Required action —
Exactly the line that contains "Expected: a point placed on each instance of the shrub" and the lines following it to the end of the data are to be reproduced, and nothing more.

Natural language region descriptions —
****************************************
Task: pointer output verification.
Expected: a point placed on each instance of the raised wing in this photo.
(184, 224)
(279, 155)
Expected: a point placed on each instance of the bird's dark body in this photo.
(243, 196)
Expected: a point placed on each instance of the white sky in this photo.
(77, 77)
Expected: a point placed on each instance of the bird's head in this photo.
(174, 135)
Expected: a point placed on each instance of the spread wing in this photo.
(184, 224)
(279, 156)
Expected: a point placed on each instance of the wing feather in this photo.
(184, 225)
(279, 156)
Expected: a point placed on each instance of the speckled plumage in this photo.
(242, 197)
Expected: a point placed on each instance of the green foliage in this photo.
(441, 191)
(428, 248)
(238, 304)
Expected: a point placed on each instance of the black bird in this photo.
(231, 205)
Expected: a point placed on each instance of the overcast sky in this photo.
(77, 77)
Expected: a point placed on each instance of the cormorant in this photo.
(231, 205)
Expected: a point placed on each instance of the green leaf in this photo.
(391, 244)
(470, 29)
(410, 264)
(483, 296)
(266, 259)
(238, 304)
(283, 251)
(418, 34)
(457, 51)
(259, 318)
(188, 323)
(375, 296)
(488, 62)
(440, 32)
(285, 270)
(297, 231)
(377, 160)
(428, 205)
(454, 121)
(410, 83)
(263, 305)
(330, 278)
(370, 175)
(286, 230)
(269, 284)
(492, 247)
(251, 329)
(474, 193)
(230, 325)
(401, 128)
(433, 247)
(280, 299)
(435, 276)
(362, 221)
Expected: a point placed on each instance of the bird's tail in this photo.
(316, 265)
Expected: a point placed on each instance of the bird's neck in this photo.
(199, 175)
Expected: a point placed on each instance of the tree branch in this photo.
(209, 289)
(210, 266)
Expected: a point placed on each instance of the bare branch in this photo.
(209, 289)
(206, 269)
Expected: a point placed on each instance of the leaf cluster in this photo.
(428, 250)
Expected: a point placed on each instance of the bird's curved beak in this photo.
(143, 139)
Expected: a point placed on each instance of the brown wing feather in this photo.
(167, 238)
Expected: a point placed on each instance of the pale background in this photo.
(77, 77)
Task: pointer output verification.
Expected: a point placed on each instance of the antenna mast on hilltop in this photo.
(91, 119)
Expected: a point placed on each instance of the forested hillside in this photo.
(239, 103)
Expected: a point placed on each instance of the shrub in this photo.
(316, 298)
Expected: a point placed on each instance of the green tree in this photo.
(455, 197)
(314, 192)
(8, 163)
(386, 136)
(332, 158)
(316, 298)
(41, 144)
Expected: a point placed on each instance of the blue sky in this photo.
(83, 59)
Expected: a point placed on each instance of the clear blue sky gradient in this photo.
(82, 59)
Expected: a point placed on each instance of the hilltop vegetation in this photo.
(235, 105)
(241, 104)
****************************************
Reply to the exercise —
Expected: a point placed on each instance of the shrub in this photo.
(316, 298)
Expected: a point placed on each instance of the green tree in this photo.
(455, 197)
(314, 192)
(8, 163)
(386, 136)
(332, 158)
(316, 298)
(41, 144)
Expected: a point placed on each instance of the blue sky in this photo.
(83, 59)
Expected: a point placed on each instance of the clear blue sky gradient in this photo.
(82, 59)
Expected: a point placed on each instance of the hilltop vegetation in this photo.
(235, 105)
(241, 104)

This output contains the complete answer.